I'd like every line from the material below that has "noun" in it.

__Task data__:
⟨
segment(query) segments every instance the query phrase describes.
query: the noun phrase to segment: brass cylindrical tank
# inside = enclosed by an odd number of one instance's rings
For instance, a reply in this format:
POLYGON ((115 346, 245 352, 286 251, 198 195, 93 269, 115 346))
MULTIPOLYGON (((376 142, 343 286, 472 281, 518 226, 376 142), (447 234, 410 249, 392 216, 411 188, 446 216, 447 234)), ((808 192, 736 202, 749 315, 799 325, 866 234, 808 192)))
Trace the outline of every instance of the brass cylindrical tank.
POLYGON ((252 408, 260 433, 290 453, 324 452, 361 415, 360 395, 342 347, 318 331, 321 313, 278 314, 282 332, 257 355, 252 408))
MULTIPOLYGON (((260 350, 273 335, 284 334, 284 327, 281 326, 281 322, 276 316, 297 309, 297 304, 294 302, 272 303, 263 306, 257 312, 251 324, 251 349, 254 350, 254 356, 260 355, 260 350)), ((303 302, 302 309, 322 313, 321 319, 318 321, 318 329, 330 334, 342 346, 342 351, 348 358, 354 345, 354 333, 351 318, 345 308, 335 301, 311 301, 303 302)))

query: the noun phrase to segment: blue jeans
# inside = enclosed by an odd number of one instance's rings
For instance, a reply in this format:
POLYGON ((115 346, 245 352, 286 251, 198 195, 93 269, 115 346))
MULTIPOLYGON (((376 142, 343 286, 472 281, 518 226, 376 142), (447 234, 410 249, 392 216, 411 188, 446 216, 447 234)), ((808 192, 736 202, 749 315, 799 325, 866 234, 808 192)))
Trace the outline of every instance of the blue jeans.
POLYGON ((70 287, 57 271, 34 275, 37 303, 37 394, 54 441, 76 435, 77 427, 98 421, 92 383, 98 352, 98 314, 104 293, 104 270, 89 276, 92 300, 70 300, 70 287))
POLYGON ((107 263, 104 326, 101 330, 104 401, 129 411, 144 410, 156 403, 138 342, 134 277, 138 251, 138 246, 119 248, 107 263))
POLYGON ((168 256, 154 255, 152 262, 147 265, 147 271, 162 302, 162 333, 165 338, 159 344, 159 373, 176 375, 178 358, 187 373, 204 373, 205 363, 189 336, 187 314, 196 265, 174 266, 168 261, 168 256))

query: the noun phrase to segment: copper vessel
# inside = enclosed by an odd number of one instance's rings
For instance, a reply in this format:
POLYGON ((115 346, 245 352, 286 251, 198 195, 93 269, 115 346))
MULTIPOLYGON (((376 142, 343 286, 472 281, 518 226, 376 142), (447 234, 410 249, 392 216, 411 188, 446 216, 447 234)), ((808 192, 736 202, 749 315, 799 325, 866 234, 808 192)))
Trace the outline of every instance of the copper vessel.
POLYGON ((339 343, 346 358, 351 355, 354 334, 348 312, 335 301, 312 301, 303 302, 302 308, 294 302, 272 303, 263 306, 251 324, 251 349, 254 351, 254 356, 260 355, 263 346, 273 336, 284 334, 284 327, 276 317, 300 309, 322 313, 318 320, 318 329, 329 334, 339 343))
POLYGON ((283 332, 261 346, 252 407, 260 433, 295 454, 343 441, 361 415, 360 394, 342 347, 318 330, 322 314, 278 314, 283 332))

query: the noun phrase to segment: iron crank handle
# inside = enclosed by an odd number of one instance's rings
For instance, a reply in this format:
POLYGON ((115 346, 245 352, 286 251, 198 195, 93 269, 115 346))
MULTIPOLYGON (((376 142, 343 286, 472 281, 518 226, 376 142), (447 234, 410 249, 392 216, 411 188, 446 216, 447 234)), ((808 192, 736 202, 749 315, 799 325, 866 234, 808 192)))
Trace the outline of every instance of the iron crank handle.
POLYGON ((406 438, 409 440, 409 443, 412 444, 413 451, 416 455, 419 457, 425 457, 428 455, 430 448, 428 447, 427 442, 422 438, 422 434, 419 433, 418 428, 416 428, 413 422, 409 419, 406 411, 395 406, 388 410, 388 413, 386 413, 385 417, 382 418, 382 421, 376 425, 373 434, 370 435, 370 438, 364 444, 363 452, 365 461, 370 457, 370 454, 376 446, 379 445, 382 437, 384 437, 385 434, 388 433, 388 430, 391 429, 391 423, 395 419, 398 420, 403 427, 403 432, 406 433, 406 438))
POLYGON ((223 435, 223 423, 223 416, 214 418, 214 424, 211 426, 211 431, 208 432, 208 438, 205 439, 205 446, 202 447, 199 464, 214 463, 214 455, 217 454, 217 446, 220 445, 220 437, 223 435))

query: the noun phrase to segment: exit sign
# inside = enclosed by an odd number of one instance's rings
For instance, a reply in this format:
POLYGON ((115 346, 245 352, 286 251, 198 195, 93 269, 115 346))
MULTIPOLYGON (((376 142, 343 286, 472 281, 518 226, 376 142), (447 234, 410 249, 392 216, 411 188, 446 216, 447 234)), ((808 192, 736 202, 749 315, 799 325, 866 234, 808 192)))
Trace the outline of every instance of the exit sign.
⟩
__The answer__:
query: the noun phrase to segment: brass cylindrical tank
query: the noun phrase to segment: blue jeans
query: the noun phrase to segment: copper vessel
query: the noun phrase to segment: iron crank handle
query: the noun phrase to segment: exit sign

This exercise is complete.